**Metin**
AKP Hükümeti, bütçe açıklarını kapatmak ve vergi gelirlerini artırmak amacıyla elektriğe ve doğal gaza bir kez daha zam yapmıştır. Alınan karar gereği, 1 Ekim‘den geçerli olmak üzere doğalgaza yüzde 9.8 ve elektriğe ise yüzde 10.1 oranında zam yapılmıştır. Sanayide ve tarımsal sulamada kullanılan elektriğin fiyatı da artmıştır. Sanayideki ve tarımdaki bu maliyet artışı, iğneden ipliğe bütün tüketim mallarına yansıyacaktır.
Ekim 2011‘de doğalgaz fiyatlarına konutlarda yüzde 12.28 ile yüzde 14.35 arasında, elektrik fiyatlarında ise 9.07 oranında zam yapılmıştır. Nisan 2012‘de ise ilk zammı da aşan bir biçimde doğalgaza yüzde 18.72, elektriğe yüzde 9.26 oranında zam yapılmıştır. 1 Ekim 2012‘den itibaren geçerli olacak son zamlarla birlikte bir yıl içinde üçüncü kez zam yapılmıştır. Böylece bir yıllık zam oranı doğalgazda yüzde 49, elektrikte yüzde 31 olmuştur. Eylül ayının son haftasında da akaryakıt fiyatlarına yüzde 10‘un üzerinde zam yapılmasının ardından mazota yüzde 13.5, benzine yüzde 12 ve kömüre de yüzde 9,5 zam yapılmıştır.
2012 yılı enflasyon hedefini yüzde 6,5 olarak belirleyip, memur, işçi, emekli, dul ve yetim aylıklarına bu çerçevede elleri titreyerek zam artışı öngören AKP Hükümeti, kış başı elektriğe ve doğalgaza bu zamları yapmaktan çekinmemiştir. Memur ve emekli maaşlarına yüzde 4+4 zam yaparken çok ince hesap yapan siyasi iktidar, bu zamları yaparken emekçi halkı hiç düşünmemiştir. Bu zamlar sonucu emekçi halkın kesesinden daha fazla para çıkacak ve yoksulluk artacaktır. Çalışanına yıllık % 4+4 maaş zammını layık gören, emeklisini açlığa mahkum eden, işsizini hiç dikkate almayan hükümetin yaptığı bu zam, en hafif tanımla insafsızlıktır.
Yapılan bu zamlar, siyasi iktidarın uyguladığı yanlış politikaların bir sonucudur. “Al ya da öde” anlaşmaları sonucu ithal edilen doğal gaza artan bağımlılığın ve yerli enerji kaynaklarımızın yeterinde kullanılmamasının doğal sonucudur. Bununla beraber yapılan özelleştirmelerle dağıtım şirketlerinin karlarını korumak amacıyla yapılan zammın bedelini vatandaş ödemektedir.

**Veri kümesi içeriği**
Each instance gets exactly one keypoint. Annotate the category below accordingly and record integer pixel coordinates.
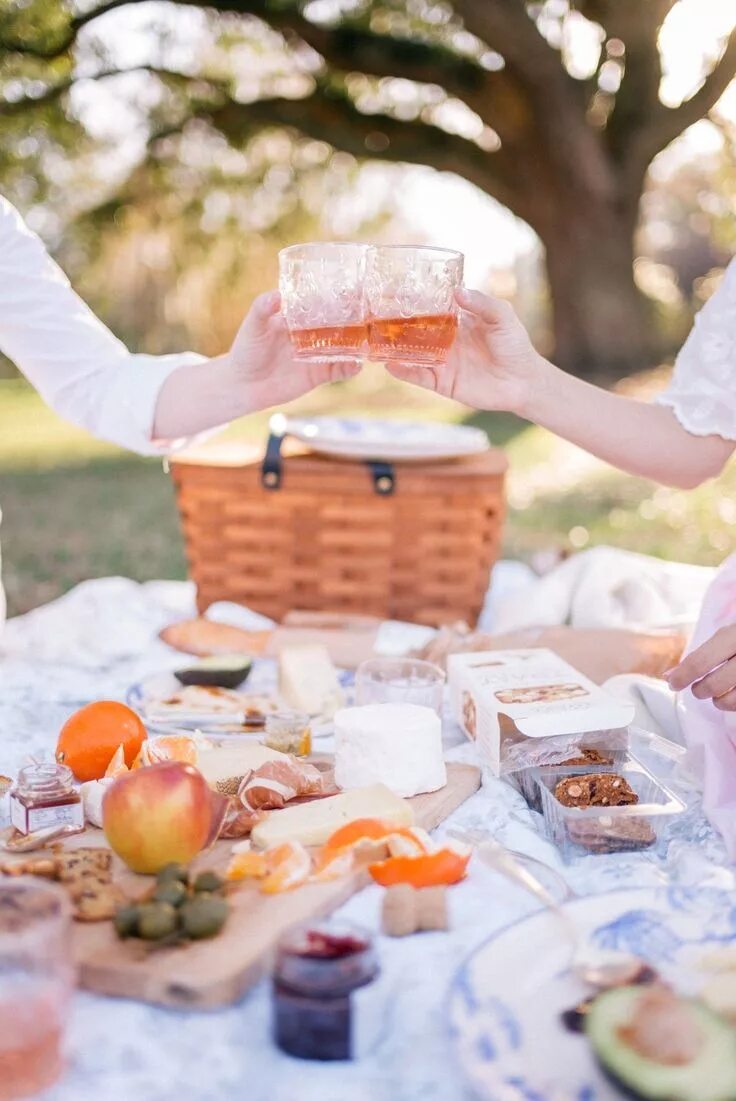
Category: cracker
(74, 864)
(96, 902)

**Görevler ve alıştırmalar**
1. Metne göre aşağıdaki soruları yanıtlayın:
(a) 1 Ekim'den geçerli olmak üzere elektriğe hangi oranda zam yapılmıştır?
(b) Nisan 2012'de doğalgaza yapılan zammın oranı nedir?
(c) Memur ve emekli maaşlarına yapılan zam hangi oranda belirtilmiştir?
2. Metinde "AKP Hükümeti, bütçe" ifadesinden "tüketim mallarına yansıyacaktır." ifadesine kadar, iki ifade de dahil olmak üzere, uzanan bölümü aynen yeniden yazın.

**Eksiksiz yanıtlar**
1.
(a) Yüzde 10.1.
(b) Yüzde 18.72.
(c) Yüzde 4+4.

2.
AKP Hükümeti, bütçe açıklarını kapatmak ve vergi gelirlerini artırmak amacıyla elektriğe ve doğal gaza bir kez daha zam yapmıştır. Alınan karar gereği, 1 Ekim‘den geçerli olmak üzere doğalgaza yüzde 9.8 ve elektriğe ise yüzde 10.1 oranında zam yapılmıştır. Sanayide ve tarımsal sulamada kullanılan elektriğin fiyatı da artmıştır. Sanayideki ve tarımdaki bu maliyet artışı, iğneden ipliğe bütün tüketim mallarına yansıyacaktır.